▶ Short task: Reproduce each line of the following material word for word, without changing anything.

Start of Provided data

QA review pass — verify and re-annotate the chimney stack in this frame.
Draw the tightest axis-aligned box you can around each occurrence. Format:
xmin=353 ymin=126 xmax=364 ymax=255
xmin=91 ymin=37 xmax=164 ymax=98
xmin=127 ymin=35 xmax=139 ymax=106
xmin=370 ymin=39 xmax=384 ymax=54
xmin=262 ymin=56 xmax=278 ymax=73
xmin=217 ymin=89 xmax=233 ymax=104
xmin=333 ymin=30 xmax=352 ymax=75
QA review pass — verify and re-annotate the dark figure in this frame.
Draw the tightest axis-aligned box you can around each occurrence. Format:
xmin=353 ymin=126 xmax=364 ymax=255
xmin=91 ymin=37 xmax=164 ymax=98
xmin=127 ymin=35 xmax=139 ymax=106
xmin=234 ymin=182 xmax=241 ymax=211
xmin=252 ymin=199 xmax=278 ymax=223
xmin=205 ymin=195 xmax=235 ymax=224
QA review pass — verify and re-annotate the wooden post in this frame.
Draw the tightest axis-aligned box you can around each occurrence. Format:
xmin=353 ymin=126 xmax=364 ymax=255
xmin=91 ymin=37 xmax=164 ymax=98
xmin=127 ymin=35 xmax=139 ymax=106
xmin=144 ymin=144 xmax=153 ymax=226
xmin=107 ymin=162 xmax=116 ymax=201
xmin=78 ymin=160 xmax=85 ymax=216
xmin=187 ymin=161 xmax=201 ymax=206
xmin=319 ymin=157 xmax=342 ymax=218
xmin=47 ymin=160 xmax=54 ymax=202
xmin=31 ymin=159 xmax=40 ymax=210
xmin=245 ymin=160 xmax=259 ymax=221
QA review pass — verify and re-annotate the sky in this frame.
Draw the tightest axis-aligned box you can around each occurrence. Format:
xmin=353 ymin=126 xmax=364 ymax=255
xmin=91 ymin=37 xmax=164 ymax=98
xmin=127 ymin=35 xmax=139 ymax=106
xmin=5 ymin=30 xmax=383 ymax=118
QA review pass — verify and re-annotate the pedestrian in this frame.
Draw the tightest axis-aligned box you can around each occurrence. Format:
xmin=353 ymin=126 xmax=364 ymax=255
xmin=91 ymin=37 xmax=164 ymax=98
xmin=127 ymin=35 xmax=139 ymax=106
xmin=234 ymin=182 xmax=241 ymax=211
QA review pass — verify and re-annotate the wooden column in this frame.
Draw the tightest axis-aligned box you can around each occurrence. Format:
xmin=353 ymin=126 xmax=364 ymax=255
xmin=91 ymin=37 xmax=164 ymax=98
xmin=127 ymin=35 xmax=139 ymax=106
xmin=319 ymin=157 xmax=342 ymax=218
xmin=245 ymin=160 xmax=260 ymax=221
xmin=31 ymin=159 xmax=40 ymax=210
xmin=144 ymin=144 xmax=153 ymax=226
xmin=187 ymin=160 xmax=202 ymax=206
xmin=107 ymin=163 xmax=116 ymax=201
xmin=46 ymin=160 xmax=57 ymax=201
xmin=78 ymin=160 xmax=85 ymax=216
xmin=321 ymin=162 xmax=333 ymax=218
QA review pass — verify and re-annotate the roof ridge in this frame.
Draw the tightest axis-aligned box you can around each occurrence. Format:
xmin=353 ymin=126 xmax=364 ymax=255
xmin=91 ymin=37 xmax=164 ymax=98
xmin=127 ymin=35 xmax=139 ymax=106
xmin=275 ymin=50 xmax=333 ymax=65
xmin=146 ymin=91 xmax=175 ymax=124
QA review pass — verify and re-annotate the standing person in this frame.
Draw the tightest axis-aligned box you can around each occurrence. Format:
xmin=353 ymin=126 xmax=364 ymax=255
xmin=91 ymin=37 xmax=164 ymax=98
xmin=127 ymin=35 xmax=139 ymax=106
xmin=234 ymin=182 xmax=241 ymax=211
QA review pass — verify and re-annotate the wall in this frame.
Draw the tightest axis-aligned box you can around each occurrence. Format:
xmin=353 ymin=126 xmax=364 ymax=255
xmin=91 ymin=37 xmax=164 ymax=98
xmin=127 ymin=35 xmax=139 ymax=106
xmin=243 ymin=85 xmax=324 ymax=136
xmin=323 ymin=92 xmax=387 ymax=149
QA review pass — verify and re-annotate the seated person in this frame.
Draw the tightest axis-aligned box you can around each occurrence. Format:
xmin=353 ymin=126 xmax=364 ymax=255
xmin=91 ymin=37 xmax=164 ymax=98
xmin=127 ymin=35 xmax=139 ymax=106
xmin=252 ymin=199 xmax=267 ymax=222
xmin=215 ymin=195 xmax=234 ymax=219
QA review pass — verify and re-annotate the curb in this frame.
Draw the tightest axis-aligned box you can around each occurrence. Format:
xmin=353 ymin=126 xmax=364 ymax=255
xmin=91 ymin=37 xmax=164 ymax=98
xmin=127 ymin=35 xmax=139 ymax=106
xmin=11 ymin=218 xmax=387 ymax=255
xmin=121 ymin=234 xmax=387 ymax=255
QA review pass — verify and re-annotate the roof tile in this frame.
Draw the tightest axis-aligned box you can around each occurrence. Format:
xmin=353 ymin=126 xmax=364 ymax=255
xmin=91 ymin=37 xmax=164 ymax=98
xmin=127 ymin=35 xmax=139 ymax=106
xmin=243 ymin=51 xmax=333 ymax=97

End of Provided data

▶ Written response:
QA review pass — verify and re-annotate the chimney stack in this frame.
Draw the tightest axis-aligned box you can around each occurrence. Format:
xmin=353 ymin=126 xmax=364 ymax=255
xmin=91 ymin=37 xmax=164 ymax=98
xmin=127 ymin=35 xmax=139 ymax=106
xmin=370 ymin=39 xmax=384 ymax=54
xmin=262 ymin=56 xmax=278 ymax=73
xmin=217 ymin=89 xmax=233 ymax=104
xmin=333 ymin=30 xmax=352 ymax=75
QA review pass — verify and re-annotate the dark figure in this frame.
Draw the tightest axis-aligned box you can around each occurrence. Format:
xmin=353 ymin=126 xmax=364 ymax=255
xmin=91 ymin=37 xmax=164 ymax=98
xmin=127 ymin=35 xmax=139 ymax=106
xmin=234 ymin=182 xmax=241 ymax=211
xmin=252 ymin=199 xmax=278 ymax=223
xmin=205 ymin=195 xmax=235 ymax=224
QA review pass — verify and re-annotate the wooden post in this frame.
Draw the tightest axis-aligned box you can around each occurrence. Format:
xmin=353 ymin=126 xmax=364 ymax=255
xmin=91 ymin=37 xmax=164 ymax=98
xmin=127 ymin=35 xmax=139 ymax=106
xmin=144 ymin=144 xmax=153 ymax=226
xmin=107 ymin=162 xmax=116 ymax=201
xmin=78 ymin=160 xmax=85 ymax=216
xmin=187 ymin=161 xmax=201 ymax=206
xmin=319 ymin=157 xmax=342 ymax=218
xmin=47 ymin=160 xmax=54 ymax=202
xmin=31 ymin=159 xmax=40 ymax=210
xmin=245 ymin=160 xmax=259 ymax=221
QA review pass — verify and re-annotate the sky in this frame.
Draw the tightest axis-aligned box you can around each occurrence. Format:
xmin=353 ymin=126 xmax=364 ymax=255
xmin=91 ymin=37 xmax=164 ymax=98
xmin=127 ymin=35 xmax=139 ymax=106
xmin=5 ymin=30 xmax=383 ymax=118
QA review pass — verify and re-annotate the pedestrian in this frame.
Draw the tightest axis-aligned box you can around each occurrence. Format:
xmin=353 ymin=126 xmax=364 ymax=255
xmin=91 ymin=37 xmax=164 ymax=98
xmin=127 ymin=35 xmax=139 ymax=106
xmin=234 ymin=182 xmax=241 ymax=211
QA review pass — verify and re-annotate the wooden column in this frame.
Draw the tightest axis-aligned box you can around each occurrence. Format:
xmin=353 ymin=126 xmax=364 ymax=255
xmin=91 ymin=37 xmax=164 ymax=98
xmin=127 ymin=35 xmax=139 ymax=106
xmin=319 ymin=157 xmax=342 ymax=218
xmin=245 ymin=160 xmax=260 ymax=221
xmin=31 ymin=159 xmax=40 ymax=210
xmin=144 ymin=144 xmax=153 ymax=226
xmin=187 ymin=160 xmax=202 ymax=206
xmin=107 ymin=163 xmax=116 ymax=201
xmin=46 ymin=160 xmax=57 ymax=201
xmin=78 ymin=160 xmax=85 ymax=216
xmin=321 ymin=162 xmax=333 ymax=218
QA review pass — verify and re-annotate the roof ridge in this frame.
Draw the tightest axis-aligned box you can around each occurrence. Format:
xmin=353 ymin=126 xmax=364 ymax=255
xmin=91 ymin=37 xmax=164 ymax=98
xmin=127 ymin=35 xmax=139 ymax=106
xmin=275 ymin=50 xmax=333 ymax=65
xmin=146 ymin=91 xmax=175 ymax=124
QA review pass — verify and re-annotate the standing person in this frame.
Draw the tightest axis-aligned box you can around each occurrence. Format:
xmin=353 ymin=126 xmax=364 ymax=255
xmin=91 ymin=37 xmax=164 ymax=98
xmin=127 ymin=35 xmax=139 ymax=106
xmin=234 ymin=182 xmax=241 ymax=211
QA review pass — verify and re-annotate the wall in this frame.
Draw the tightest axis-aligned box you can around each occurrence. Format:
xmin=353 ymin=126 xmax=364 ymax=255
xmin=91 ymin=37 xmax=164 ymax=98
xmin=127 ymin=35 xmax=139 ymax=106
xmin=243 ymin=85 xmax=324 ymax=136
xmin=323 ymin=92 xmax=387 ymax=149
QA review pass — verify and re-annotate the seated person in this frame.
Draw the tightest axis-aligned box you can around each occurrence. Format:
xmin=353 ymin=126 xmax=364 ymax=255
xmin=91 ymin=37 xmax=164 ymax=98
xmin=127 ymin=35 xmax=139 ymax=106
xmin=252 ymin=199 xmax=267 ymax=222
xmin=215 ymin=195 xmax=234 ymax=219
QA review pass — verify and re-annotate the curb in this frame.
Draw the tightest axis-aligned box you can around each occurrence. Format:
xmin=353 ymin=126 xmax=364 ymax=255
xmin=91 ymin=37 xmax=164 ymax=98
xmin=127 ymin=35 xmax=139 ymax=106
xmin=11 ymin=218 xmax=387 ymax=255
xmin=121 ymin=234 xmax=387 ymax=255
QA review pass — verify and re-annotate the roof tile in this frame.
Draw the tightest axis-aligned box you can around each occurrence. Format:
xmin=353 ymin=126 xmax=364 ymax=255
xmin=91 ymin=37 xmax=164 ymax=98
xmin=127 ymin=35 xmax=139 ymax=106
xmin=243 ymin=51 xmax=333 ymax=97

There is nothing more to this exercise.